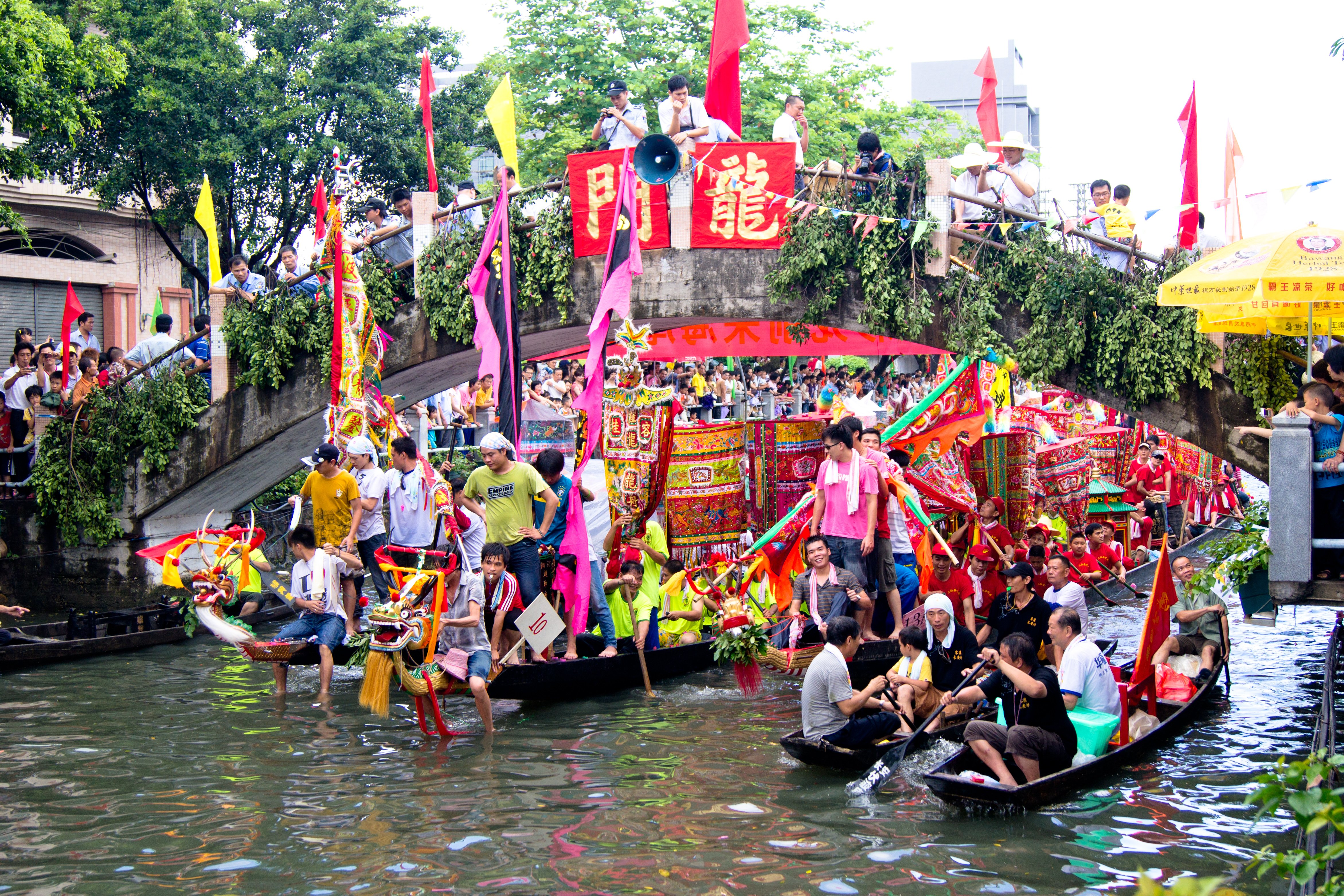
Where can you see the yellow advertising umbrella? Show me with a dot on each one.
(1276, 283)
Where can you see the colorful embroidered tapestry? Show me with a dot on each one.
(783, 460)
(1000, 465)
(545, 429)
(961, 410)
(943, 479)
(1064, 472)
(706, 508)
(636, 449)
(1108, 445)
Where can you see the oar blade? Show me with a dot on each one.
(881, 773)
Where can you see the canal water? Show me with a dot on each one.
(175, 770)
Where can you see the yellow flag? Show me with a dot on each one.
(500, 112)
(206, 218)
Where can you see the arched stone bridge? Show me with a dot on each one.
(255, 437)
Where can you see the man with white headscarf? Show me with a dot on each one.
(507, 488)
(952, 651)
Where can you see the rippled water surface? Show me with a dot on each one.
(177, 770)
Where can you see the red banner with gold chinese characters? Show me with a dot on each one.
(740, 194)
(593, 182)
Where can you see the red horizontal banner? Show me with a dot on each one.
(593, 190)
(738, 195)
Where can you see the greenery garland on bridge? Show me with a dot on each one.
(80, 476)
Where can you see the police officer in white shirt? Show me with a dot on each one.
(1015, 179)
(1085, 678)
(621, 124)
(240, 283)
(787, 131)
(682, 116)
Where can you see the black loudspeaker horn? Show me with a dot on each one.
(656, 159)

════════

Write out the records exactly. Do not carry the pictures over.

Where can you see the yellow advertising umbrella? Show me with a dot on each one.
(1276, 283)
Where can you see the colorful embroidered tapestry? Show me with a dot on each one.
(783, 460)
(1000, 465)
(545, 429)
(961, 410)
(943, 479)
(1064, 472)
(706, 508)
(636, 449)
(1108, 445)
Where can you see the oar blade? Show me with a dot on each one.
(881, 773)
Where can you see the canal water? Show me with a dot on each one.
(175, 770)
Where can you see the yellow flag? Show me with a dot on each one.
(500, 112)
(206, 218)
Where can you see the arched stone bridge? Show me with a dot on each one.
(255, 437)
Where can you see the man with white headscarf? Show me with a dot on each one.
(507, 488)
(952, 651)
Where can you see the rippled water surface? Show me with a dot on each one.
(177, 770)
Where can you see the red banner with gold chinese characters? Show me with a dot on each one.
(740, 194)
(593, 182)
Where can you see the red horizontal banner? Show me with a dot on each one.
(593, 190)
(738, 195)
Where can you see the greenery garland on bridge? Show me with a dot on each one.
(80, 476)
Where can you see the police officer in white shirt? Show me with a dot on each one.
(1015, 179)
(1085, 678)
(621, 124)
(240, 283)
(787, 131)
(682, 116)
Where can you see the black loudspeaker horn? Show me with a dot on each one.
(656, 159)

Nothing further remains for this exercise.